▶ _Work item_
Filter the entries down to the lines containing "below", and copy those lines.

Stored records
--- --- ---

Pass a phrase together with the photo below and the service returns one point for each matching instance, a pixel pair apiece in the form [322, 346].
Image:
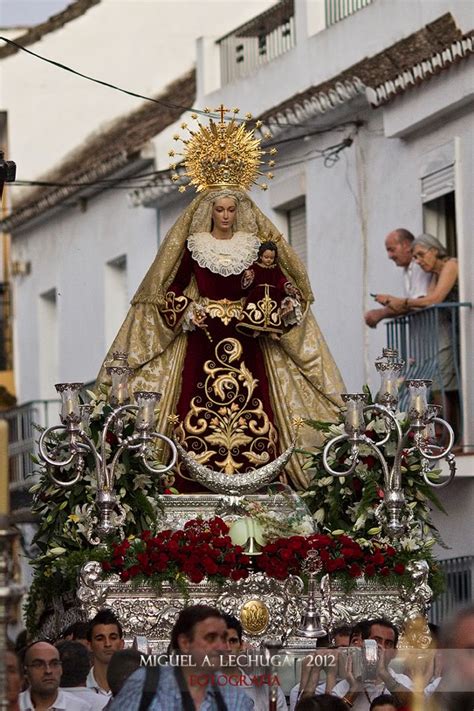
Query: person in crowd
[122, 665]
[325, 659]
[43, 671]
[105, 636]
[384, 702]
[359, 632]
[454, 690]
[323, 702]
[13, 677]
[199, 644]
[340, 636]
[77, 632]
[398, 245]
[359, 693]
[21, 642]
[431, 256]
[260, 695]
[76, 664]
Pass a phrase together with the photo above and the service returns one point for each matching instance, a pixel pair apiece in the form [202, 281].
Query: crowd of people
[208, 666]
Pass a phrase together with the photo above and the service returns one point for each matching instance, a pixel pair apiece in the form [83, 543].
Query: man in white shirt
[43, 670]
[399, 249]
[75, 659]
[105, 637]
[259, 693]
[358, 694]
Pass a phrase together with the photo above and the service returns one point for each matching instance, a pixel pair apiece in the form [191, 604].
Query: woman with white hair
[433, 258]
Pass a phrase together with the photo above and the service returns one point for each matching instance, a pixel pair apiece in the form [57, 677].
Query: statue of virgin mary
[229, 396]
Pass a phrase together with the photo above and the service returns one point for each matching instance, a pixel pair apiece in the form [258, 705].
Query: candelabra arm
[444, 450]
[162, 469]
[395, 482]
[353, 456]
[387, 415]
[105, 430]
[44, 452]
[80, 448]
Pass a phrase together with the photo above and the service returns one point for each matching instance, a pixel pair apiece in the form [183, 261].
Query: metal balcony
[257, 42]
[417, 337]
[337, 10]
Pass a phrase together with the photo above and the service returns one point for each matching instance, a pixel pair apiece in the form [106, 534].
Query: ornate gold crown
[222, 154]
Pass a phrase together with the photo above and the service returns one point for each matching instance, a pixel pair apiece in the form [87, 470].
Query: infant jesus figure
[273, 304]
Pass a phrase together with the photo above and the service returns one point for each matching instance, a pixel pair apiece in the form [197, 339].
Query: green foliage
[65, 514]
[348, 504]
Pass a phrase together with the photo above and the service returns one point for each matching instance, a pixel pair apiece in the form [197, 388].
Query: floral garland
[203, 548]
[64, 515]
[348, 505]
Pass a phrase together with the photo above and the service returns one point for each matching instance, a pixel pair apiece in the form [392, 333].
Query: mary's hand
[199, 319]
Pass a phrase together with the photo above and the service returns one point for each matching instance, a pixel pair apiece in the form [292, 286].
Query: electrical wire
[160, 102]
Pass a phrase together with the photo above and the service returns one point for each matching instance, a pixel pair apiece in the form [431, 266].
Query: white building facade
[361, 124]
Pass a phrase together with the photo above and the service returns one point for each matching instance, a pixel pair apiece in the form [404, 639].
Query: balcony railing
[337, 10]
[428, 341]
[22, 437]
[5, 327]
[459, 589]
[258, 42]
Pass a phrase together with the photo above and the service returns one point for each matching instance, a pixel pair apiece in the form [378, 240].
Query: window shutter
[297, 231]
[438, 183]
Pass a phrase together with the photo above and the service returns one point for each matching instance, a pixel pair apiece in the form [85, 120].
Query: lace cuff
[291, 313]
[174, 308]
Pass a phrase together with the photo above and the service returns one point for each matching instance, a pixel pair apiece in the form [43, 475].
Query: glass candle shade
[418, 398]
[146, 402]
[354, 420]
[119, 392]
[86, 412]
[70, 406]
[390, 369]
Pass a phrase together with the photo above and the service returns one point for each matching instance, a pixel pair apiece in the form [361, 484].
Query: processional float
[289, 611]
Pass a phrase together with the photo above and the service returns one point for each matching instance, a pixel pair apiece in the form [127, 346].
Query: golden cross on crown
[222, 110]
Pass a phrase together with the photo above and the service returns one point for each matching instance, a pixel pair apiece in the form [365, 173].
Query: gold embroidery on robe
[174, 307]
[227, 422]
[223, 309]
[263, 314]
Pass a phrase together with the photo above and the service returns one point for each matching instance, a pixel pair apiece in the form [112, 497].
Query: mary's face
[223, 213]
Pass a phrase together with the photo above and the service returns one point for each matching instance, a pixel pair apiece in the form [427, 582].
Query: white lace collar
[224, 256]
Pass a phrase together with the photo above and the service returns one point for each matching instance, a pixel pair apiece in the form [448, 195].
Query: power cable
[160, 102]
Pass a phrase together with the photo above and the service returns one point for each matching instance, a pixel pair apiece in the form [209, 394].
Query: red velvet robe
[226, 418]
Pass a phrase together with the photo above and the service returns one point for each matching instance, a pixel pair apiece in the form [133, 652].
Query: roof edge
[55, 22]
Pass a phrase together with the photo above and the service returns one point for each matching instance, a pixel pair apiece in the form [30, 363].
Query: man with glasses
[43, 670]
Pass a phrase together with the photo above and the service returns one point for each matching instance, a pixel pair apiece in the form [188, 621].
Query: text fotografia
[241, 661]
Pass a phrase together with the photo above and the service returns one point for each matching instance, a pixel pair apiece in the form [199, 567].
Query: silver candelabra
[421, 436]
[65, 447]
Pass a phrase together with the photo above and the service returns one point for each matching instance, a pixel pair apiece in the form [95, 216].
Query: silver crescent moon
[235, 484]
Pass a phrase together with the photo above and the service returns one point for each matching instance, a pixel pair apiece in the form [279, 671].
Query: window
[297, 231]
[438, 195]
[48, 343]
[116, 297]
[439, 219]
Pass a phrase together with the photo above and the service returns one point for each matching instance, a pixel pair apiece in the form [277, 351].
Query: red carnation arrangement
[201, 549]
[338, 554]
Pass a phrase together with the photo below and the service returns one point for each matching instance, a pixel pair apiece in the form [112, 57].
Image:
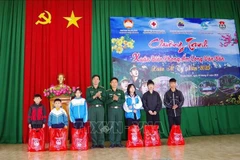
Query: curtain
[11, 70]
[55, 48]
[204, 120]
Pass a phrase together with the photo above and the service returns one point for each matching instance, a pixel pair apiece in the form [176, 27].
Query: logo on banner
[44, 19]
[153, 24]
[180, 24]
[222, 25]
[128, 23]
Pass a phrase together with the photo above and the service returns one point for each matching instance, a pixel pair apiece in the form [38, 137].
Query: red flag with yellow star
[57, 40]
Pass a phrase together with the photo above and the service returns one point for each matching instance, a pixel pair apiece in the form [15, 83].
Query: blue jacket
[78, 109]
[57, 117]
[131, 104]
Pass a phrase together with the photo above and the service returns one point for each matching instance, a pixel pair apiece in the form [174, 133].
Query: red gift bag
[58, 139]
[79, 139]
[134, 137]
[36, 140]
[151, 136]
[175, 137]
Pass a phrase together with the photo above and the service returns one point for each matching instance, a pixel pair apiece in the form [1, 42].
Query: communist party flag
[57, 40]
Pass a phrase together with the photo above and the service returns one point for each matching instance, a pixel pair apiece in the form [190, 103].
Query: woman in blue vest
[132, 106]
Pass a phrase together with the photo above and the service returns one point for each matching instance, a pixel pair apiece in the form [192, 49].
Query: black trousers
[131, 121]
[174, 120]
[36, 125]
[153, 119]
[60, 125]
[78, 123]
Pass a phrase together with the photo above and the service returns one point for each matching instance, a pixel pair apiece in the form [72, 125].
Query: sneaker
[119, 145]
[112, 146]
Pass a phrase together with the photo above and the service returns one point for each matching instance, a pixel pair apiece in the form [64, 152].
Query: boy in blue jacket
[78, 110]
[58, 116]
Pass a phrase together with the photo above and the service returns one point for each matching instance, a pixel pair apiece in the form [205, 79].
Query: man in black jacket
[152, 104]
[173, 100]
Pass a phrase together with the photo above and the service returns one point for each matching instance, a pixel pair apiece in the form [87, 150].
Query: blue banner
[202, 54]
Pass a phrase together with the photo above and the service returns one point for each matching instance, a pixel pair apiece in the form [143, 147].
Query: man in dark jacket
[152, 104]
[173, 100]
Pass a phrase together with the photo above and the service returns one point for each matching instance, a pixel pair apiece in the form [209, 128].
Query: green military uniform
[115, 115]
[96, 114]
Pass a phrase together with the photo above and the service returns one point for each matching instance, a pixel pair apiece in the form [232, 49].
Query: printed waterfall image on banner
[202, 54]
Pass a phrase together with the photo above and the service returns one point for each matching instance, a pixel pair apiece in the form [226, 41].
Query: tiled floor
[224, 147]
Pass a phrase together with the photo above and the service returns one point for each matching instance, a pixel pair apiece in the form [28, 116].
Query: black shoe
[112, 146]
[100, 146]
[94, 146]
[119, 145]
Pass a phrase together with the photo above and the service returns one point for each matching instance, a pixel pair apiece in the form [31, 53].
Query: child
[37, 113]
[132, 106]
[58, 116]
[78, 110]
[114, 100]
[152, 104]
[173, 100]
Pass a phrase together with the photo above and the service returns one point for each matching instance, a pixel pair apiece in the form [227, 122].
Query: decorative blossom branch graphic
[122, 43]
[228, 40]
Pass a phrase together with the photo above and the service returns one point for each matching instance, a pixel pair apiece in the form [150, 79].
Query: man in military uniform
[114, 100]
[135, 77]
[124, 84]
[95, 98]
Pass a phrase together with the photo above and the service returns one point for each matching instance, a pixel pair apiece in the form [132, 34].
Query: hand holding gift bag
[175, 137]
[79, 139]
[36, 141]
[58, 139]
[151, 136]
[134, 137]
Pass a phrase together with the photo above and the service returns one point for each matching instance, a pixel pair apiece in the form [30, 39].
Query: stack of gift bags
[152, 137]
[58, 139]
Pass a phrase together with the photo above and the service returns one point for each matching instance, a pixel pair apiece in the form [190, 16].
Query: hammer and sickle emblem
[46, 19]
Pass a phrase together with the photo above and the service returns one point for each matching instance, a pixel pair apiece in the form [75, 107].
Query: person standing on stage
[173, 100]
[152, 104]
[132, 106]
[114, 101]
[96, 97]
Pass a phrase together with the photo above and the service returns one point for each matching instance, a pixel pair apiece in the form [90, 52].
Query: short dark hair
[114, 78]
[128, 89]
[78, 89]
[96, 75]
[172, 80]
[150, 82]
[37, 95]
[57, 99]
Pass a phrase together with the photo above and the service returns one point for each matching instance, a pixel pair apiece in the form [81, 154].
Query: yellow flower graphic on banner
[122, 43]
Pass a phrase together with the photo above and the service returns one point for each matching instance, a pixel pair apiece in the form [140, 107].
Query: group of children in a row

--- --- ---

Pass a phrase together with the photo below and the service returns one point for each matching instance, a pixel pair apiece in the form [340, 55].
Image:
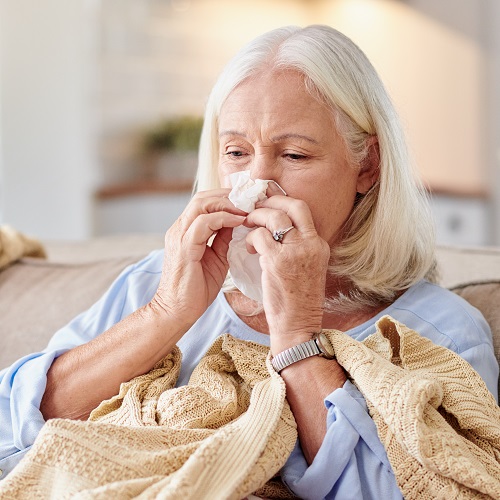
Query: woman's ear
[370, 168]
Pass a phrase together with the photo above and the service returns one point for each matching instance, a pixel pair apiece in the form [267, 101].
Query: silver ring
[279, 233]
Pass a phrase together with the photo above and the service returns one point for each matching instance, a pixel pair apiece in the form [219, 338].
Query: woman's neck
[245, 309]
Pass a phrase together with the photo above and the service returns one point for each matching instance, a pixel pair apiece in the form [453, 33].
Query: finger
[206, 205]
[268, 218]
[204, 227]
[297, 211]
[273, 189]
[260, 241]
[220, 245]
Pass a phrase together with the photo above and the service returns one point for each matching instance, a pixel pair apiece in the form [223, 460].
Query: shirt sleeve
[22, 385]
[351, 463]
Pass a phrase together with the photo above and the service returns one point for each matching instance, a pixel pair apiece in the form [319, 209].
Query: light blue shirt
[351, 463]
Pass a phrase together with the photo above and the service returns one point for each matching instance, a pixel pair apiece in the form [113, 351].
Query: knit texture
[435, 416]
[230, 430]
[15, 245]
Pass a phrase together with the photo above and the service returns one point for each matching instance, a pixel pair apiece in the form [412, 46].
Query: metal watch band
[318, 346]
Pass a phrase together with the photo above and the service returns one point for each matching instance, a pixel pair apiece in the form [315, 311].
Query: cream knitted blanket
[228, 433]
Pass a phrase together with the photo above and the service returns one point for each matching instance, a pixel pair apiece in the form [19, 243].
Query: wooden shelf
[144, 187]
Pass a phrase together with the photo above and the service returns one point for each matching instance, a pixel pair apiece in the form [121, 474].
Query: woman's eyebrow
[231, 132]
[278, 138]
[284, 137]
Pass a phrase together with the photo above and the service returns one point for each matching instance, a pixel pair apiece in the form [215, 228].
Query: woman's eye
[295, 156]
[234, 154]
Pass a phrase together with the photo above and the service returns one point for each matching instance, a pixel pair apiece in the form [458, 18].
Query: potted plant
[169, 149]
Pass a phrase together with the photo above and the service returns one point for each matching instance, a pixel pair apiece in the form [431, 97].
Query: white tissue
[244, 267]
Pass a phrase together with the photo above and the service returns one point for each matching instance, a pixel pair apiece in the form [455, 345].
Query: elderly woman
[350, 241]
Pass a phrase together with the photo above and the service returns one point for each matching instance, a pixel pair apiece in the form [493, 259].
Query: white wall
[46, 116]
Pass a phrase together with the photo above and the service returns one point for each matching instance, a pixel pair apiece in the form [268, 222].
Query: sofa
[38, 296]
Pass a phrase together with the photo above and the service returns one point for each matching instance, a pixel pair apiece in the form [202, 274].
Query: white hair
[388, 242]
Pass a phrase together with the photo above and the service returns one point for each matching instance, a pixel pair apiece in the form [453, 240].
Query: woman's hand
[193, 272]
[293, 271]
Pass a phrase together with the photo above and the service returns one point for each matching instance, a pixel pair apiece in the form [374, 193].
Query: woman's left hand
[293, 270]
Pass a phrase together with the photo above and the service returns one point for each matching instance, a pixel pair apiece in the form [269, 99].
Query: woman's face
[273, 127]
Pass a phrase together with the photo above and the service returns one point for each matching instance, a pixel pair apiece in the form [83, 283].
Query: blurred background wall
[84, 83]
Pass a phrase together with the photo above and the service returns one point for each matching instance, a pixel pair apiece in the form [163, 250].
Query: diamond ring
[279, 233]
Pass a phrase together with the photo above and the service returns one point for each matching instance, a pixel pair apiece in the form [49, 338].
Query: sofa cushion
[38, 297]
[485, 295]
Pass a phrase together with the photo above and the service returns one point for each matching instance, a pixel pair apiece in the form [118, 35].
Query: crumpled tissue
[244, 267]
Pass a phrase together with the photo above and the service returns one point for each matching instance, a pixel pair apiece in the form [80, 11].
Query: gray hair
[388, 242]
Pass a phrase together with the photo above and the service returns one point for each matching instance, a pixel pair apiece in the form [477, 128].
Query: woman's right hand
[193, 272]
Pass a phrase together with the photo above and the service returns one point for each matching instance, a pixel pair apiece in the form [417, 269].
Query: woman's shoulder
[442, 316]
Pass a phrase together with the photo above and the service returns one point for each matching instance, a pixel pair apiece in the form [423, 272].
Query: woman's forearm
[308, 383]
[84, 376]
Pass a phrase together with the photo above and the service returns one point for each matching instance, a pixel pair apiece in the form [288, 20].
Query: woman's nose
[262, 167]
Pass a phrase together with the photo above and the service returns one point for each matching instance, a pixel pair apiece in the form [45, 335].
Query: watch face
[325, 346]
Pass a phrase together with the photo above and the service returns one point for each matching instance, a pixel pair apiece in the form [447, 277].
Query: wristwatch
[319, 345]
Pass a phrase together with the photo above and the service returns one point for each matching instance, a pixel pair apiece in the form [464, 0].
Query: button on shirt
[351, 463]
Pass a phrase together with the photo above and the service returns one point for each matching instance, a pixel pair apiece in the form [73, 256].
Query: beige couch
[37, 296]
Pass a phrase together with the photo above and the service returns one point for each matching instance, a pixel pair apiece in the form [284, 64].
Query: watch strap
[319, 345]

--- --- ---

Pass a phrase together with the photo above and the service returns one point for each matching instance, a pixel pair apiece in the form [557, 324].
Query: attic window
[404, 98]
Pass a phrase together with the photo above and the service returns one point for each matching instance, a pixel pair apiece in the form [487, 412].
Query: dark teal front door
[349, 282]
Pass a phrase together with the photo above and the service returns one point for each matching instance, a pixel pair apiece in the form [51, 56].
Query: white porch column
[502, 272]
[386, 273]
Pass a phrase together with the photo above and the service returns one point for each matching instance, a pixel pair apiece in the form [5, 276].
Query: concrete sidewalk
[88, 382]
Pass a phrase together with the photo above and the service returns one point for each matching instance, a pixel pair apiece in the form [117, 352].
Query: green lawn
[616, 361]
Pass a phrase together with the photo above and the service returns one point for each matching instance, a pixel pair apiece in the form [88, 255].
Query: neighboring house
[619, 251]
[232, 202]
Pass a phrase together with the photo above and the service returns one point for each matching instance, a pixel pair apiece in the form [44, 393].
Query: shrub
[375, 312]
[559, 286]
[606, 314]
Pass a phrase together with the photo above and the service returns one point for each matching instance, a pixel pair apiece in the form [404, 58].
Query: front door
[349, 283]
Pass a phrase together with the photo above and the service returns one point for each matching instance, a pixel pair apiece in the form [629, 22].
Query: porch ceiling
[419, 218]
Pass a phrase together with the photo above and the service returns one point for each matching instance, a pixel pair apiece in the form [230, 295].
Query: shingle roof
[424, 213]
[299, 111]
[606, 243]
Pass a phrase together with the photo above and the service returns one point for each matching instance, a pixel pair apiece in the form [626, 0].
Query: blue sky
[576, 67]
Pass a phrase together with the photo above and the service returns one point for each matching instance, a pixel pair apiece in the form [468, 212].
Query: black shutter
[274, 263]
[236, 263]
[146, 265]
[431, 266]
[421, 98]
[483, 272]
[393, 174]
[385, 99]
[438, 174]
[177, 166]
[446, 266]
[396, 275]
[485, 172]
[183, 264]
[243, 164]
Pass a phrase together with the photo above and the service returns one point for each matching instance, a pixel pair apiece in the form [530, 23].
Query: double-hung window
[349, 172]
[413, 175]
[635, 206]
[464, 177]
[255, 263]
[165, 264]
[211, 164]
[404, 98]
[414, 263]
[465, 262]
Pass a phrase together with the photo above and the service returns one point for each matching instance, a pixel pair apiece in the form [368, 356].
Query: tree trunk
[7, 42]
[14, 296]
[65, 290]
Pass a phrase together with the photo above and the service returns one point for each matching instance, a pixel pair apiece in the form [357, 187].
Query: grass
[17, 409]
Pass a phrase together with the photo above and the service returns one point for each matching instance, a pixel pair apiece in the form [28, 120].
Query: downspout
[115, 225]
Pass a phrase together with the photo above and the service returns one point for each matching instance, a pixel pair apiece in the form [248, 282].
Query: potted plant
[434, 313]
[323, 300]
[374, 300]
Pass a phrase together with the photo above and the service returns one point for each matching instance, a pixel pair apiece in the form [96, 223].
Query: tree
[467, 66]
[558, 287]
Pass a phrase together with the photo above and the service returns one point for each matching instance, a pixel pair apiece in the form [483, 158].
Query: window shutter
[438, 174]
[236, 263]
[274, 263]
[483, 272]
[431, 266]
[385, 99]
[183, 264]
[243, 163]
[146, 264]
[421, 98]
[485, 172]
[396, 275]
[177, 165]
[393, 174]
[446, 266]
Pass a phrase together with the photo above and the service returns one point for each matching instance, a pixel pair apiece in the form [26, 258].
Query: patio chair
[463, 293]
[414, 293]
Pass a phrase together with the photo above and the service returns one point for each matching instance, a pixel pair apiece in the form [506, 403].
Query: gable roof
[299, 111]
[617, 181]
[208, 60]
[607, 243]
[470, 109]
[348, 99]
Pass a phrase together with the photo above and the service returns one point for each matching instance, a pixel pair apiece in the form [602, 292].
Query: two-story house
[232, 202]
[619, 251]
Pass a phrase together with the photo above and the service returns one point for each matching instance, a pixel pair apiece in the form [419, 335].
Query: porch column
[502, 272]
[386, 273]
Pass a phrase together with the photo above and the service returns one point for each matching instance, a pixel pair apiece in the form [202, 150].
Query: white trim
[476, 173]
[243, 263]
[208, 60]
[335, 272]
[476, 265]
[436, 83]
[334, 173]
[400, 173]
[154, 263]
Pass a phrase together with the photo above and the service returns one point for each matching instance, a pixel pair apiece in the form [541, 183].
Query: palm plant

--- --- ---

▶ _Exercise output_
Pass a phrase together with the photo below and the service returns one point for each matching instance, a pixel pair apiece in the form [322, 346].
Pass a phrase together with the photo below and the service returns one point for each matching instance, a pixel pair apiece in the form [112, 57].
Pass a phrase together with the photo below and the service returns one point for each matching instance, a pixel pair apiece in the form [340, 55].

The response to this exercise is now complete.